Vos tâches
1: Recopiez le passage du texte sur Louise Michel et le drapeau noir, depuis « Louise Michel y » jusqu'à « tout prix condamner. » inclus.
2: Traduisez en anglais la phrase suivante, tirée du texte sur Louise Michel et le drapeau noir : « Louise Michel y arbore, pour la première fois, un drapeau improvisé, à partir d’un vieux jupon noir fixé sur un manche à balai. »
3: Prolongez le texte sur Louise Michel et le drapeau noir au-delà de sa dernière phrase.

10 février 2006

LOUISE MICHEL ET LE DRAPEAU NOIR

" Le drapeau noir a fait sa première une apparition "officielle" dans la manifestation des sans-travail aux Invalides à Paris, le 9 mars 1883, lors d’un meeting organisé par le syndicat des menuisiers.
Louise Michel y arbore, pour la première fois, un drapeau improvisé, à partir d’un vieux jupon noir fixé sur un manche à balai. Voici la défense du drapeau noir qu’elle fit lors de son procès :
"Il y a quelque chose de plus important, dans ce procès, que l’enlèvement de quelques morceaux de pain. II s’agit d’une idée qu’on poursuit, il s’agit des théories anarchistes qu’on veut à tout prix condamner.
On insiste sur la fameuse brochure : « A l’armée ! » à laquelle le ministère public semble s’être appliqué à faire une publicité à laquelle on ne s’ attendait guère. On a agi autrement durement envers nous en 1871. J’ai vu les généraux fusilleurs ; j’ai vu M. de Gallifet faire tuer, sans jugement, deux négociants de Montmartre qui n’avaient jamais été partisans de la Commune ; j’ai vu massacrer des prisonniers, parce qu’ils osaient se plaindre. On a tué les femmes et les enfants ; on a traqué les fédérés comme des bêtes fauves ; j’ai vu des coins de rue remplis de cadavres. Ne vous étonnez pas si vos poursuites nous émeuvent peu.
Ah, certes, monsieur l’avocat général, vous trouvez étrange qu’une femme ose prendre la défense du drapeau noir. Pourquoi avons-nous abrité la manifestation sous le drapeau noir ? Parce que ce drapeau est le drapeau des grèves et qu’il indique que l’ ouvrier n’a pas de pain.
Si notre manifestation n’avait pas dû être pacifique, nous aurions pris le drapeau rouge ; il est maintenant cloué au Père-Lachaise, au-dessus de la tombe de nos morts. Quand nous l’arborerons nous saurons nous défendre. Nous n’avons pas fait appel à l’Internationale morte parce qu’on n’a pu en réunir les tronçons et parce que l’Internationale est un pouvoir occulte et qu’il est temps que le peuple se montre au grand jour.

Extrait d'un jeu de données
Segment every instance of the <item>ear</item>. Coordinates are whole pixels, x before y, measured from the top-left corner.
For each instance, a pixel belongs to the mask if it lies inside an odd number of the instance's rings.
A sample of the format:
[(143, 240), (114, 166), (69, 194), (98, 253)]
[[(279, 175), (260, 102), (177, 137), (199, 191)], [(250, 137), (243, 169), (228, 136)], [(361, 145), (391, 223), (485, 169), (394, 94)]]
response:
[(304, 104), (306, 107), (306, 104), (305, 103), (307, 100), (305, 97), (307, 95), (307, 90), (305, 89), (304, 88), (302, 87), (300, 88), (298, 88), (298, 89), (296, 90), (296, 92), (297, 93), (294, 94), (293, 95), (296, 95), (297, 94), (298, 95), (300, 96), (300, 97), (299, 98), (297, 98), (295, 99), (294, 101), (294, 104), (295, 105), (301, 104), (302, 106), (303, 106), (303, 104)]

Réponses finales
1:
Louise Michel y arbore, pour la première fois, un drapeau improvisé, à partir d’un vieux jupon noir fixé sur un manche à balai. Voici la défense du drapeau noir qu’elle fit lors de son procès :
"Il y a quelque chose de plus important, dans ce procès, que l’enlèvement de quelques morceaux de pain. II s’agit d’une idée qu’on poursuit, il s’agit des théories anarchistes qu’on veut à tout prix condamner.

2: There, for the first time, Louise Michel flies an improvised flag, made from an old black petticoat fastened to a broom handle.

3:
On parlait tout à l’heure de soldats tirant sur les chefs : Eh bien ! à Sedan, si les soldats avaient tiré sur les chefs, pensez-vous que c’eût été un crime ? L’honneur au moins eût été sauf. Tandis qu’on a observé cette vieille discipline militaire, et on a laissé passer M. Bonaparte, qui allait livrer la France à l’étranger. Mais je ne poursuis pas Bonaparte ou les Orléans ; je ne poursuis que l’idée. J’aime mieux voir Gautier, Kropotkine et Bernard dans les prisons qu’au ministère. Là ils servent l’idée socialiste, tandis que dans les grandeurs on est pris par le vertige et on oublie tout.
Quant à moi, ce qui me console, c’est que je vois au-dessus de vous, au-dessus des tribunaux se lever l’aurore de la liberté et de l’égalité humaine.
Nous sommes aujourd’hui en pleine misère et nous sommes en République. Mais ce n’est pas là la République. La République que nous voulons, c’est celle où tout le monde travaille, mais aussi où tout le monde peut consommer ce qui est nécessaire à ses besoins...
On nous parle de liberté : il y a la liberté de la tribune avec cinq ans de bagne au bout. Pour la liberté de réunion c’est la même chose En Angleterre le meeting aurait eu lieu ; en France, on n’a même pas fait les sommations de la loi pour faire retirer la foule qui serait partie sans résistance Le peuple meurt de faim, et il n’a pas même le droit de dire qu’il meurt de faim. Eh bien, moi, j’ai pris le drapeau noir et j’ai été dire que le peuple était sans travail et sans pain. Voilà mon crime ; vous le jugerez comme vous voudrez.
Vous dites que nous voulons faire une révolution. Mais ce sont les choses qui font les révolutions : c’est le désastre de Sedan qui a fait tomber l’ empire, et quelque crime de notre gouvernement amènera aussi une révolution. Cela est certain. Et peut-être vous-mêmes, à votre tour, vous serez du côté des indignés si votre intérêt est d’y être. Songez-y bien.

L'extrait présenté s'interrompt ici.